• Selected extract:
BEGIN

What military night vision scopes can reveal about our health

February 5, 2018

In Assistant Professor Joe Lo’s lab, an undergraduate research project is chasing creative new ways to detect disease.

Samer Hadeel is a young Arab man with light brown hair and facial hair. He is wearing a plaid button shirt with the sleeves rolled up. Professor Lo is a middle-aged Chinese man with black hair and thin, rectangular wire-frame glasses. He is wearing a white button-down under a brown blazer. Professor Lo and Samer are facing one another holding pieces of machinery.

Samer Habeel knows he lucked out scoring a research spot in Mechanical Engineering Assistant Professor Joe Lo’s bioengineering lab. It’s not every undergrad, after all, who gets to hack a high-powered, military-grade riflescope and help turn it into a medical device.

“It’s true: I don’t think many pre-med students are paid to take apart a night vision goggle and hook up high voltage to it,” Lo said, laughing. “But if you use the same standard equipment that everyone else is using, then you’re not going to be able to innovate.”

Lo and Habeel hope their out-of-the-box approach will help them build a prototype device that harnesses the power of ultraviolet light to differentiate between different types of tissues. “It’s really not that far-fetched an idea,” Lo said. “If you’ve been to a night club, you’ve probably seen how black lights make your t-shirt glow blue. That’s because the cotton fibers are being exposed to UV light.”

Other biological materials also fluoresce, though they each have unique color profiles. Habeel and Lo are looking at collagen fibers—a protein that is found in our cells in a variety of forms.

“For example, an ulcer that is not healing or a certain type of skin cancer will have different collagen than healthy tissue. So the idea is different kinds of tissues could be identified based on how they respond to UV light.”

They’re using this concept—and the powerful detectors in that night vision scope—to build two versions of their instrument.

END

• To do: List every garment or accessory that the article about night vision scopes says the two men in its photo description are wearing. The items that follow come from a different source than the article above.

• Records:
BEGIN

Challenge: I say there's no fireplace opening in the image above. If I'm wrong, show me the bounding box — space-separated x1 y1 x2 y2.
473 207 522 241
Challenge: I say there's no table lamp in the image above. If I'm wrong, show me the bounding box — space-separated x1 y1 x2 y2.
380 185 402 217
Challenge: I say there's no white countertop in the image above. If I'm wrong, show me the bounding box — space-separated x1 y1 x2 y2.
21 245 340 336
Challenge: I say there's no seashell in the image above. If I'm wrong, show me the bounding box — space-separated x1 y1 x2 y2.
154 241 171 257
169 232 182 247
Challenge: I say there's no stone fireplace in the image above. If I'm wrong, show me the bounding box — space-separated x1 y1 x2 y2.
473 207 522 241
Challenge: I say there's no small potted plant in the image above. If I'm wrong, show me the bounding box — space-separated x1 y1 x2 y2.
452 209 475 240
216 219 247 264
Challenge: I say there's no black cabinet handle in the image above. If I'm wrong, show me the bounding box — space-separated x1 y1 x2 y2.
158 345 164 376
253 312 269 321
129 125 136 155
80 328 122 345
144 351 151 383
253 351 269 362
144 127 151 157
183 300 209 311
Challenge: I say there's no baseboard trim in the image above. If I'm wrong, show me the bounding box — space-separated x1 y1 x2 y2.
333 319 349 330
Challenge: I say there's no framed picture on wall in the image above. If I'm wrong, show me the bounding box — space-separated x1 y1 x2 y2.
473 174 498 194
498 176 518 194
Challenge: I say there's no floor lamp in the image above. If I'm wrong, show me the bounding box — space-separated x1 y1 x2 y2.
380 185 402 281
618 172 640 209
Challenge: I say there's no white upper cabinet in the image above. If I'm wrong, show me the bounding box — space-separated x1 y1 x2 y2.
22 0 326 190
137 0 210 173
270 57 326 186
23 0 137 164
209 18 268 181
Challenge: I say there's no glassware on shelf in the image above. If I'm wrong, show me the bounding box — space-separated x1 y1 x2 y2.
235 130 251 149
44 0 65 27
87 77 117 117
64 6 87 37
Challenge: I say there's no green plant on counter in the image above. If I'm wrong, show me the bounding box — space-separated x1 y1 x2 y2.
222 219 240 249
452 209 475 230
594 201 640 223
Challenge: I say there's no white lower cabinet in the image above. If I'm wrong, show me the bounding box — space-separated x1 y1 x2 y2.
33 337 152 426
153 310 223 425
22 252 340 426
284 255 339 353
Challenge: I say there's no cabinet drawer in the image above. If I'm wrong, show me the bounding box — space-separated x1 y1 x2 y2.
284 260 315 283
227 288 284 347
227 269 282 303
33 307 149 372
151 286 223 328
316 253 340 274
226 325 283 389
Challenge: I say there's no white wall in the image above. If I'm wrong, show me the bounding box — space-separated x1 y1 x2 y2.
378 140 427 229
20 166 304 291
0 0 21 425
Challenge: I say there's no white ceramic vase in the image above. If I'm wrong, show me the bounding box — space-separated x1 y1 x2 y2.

END

• Solution for this task:
- Plaid button shirt with the sleeves rolled up
- Thin, rectangular wire-frame glasses
- White button-down
- Brown blazer